**TEXTE FOURNI:**
"""
Deux piliers de l’establishment britannique l’admettent : les sanctions contre la Russie ont échoué

Les sanctions économiques sans précédent imposées à la Russie n’ont pas eu l’effet escompté, face au refus du « non-Occident » de s’y plier. Cette réalité a été récemment reconnue par deux publications conservatrices outre-Manche, The Spectator et The Telegraph. Alastair Crooke, ancien diplomate britannique chevronné et analyste du MI6 pendant près de 30 ans, revient sur cet aveu dans un article publié sur le réseau médiatique Al Mayadeen, basé à Beyrouth.

Crooke cite l’article principal de l’édition du 13 mai du Spectator (dont Boris Johnson était rédacteur en chef de 1999 à 2005) :

« L’opération financière ‘choc et stupeur’, d’une ampleur inédite, devait isoler presque totalement la Russie. (…) Selon cette théorie, la Russie de Poutine serait appauvrie au point de devoir capituler. Peu de gens en Occident se rendent compte à quel point cet aspect de la guerre se déroule mal. L’Europe a payé le prix fort pour le boycott partiel du pétrole et du gaz russes. »
"""
**DONNÉES FOURNIES:**
"""
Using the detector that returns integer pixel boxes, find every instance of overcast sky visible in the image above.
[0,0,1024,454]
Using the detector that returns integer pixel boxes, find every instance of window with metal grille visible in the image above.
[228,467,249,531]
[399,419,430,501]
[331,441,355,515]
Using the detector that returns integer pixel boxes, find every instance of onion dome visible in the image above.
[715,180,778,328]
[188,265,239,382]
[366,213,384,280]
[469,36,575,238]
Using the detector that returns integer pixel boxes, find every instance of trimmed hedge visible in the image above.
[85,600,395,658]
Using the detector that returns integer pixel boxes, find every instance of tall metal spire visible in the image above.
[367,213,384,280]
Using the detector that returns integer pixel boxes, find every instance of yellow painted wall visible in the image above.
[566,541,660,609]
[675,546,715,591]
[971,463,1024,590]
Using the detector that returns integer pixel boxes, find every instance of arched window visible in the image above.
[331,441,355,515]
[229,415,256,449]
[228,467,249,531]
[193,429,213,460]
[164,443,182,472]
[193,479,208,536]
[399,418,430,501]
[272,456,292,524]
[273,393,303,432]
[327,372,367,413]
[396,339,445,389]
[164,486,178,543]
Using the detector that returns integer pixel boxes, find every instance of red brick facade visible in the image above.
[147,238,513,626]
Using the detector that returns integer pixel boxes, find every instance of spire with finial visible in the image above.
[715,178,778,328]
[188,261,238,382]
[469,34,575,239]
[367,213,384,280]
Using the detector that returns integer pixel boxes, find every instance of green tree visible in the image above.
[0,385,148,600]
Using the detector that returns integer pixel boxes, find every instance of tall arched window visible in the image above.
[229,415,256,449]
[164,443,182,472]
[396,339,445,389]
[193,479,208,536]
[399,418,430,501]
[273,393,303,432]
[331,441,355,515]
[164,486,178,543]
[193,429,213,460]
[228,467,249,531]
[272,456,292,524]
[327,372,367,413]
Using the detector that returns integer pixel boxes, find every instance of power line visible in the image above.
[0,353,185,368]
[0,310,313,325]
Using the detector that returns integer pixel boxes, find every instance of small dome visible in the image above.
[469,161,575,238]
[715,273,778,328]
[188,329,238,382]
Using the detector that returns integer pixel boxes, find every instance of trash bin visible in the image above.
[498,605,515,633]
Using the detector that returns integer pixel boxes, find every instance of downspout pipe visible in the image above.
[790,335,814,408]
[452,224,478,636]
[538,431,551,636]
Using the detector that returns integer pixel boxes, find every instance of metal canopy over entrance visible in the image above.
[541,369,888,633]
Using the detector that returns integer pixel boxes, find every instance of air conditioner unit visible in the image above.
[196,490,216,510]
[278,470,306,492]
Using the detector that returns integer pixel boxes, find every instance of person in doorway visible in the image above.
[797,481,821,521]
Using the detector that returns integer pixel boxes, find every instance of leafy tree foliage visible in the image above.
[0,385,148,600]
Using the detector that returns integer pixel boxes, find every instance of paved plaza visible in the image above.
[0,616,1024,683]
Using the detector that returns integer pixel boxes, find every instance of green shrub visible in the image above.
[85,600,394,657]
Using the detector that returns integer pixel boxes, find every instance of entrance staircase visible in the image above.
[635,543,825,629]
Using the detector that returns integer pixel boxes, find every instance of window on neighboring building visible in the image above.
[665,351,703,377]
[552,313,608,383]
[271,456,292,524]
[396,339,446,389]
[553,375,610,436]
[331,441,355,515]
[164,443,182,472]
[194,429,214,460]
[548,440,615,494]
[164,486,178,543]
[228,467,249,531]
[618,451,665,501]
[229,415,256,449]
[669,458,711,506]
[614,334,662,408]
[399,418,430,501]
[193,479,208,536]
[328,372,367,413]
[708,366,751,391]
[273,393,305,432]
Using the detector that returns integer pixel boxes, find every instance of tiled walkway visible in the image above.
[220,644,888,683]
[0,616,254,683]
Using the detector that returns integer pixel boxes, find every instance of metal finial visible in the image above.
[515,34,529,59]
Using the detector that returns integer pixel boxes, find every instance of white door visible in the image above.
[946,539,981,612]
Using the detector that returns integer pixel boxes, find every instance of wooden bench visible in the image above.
"""
**CONSIGNES ÉCRITES:**
A - Résumez en deux phrases le texte sur l'échec des sanctions contre la Russie.
B - Rédigez la suite du texte sur l'échec des sanctions contre la Russie, à partir de l'endroit où il s'arrête.

**RÉSULTATS DE L'EXERCICE:**
A - Deux publications conservatrices britanniques, The Spectator et The Telegraph, ont reconnu que les sanctions économiques sans précédent imposées à la Russie n'ont pas eu l'effet escompté, le « non-Occident » ayant refusé de s'y plier. Alastair Crooke, ancien diplomate britannique et analyste du MI6, revient sur cet aveu en citant le Spectator, selon lequel cet aspect de la guerre se déroule mal et l'Europe a payé le prix fort pour le boycott partiel du pétrole et du gaz russes.

B -
Cependant, les chiffres sur les limites du boycott énergétique de l’UE poursuit le Spectator, « n’expliquent pas l’ampleur de l’échec à infliger des dégâts à l’économie russe. Il est vite apparu que si l’Occident était attaché à une guerre économique, ce n’était pas le cas du reste du monde. Alors que ses exportations de pétrole et de gaz vers l’Europe chutaient, la Russie a rapidement augmenté ses exportations vers la Chine et l’Inde — deux pays qui préfèrent acheter du pétrole au rabais plutôt que de s’opposer à l’invasion de l’Ukraine. (…)

« L’Occident s’est lancé dans la guerre des sanctions en surestimant sa propre influence dans le monde…. Les résultats de cette erreur de calcul sont visibles pour tous. (…) L’économie russe n’a pas été détruite ; elle a simplement été reconfigurée, et réorientée pour se tourner vers l’est et le sud plutôt que vers l’ouest. »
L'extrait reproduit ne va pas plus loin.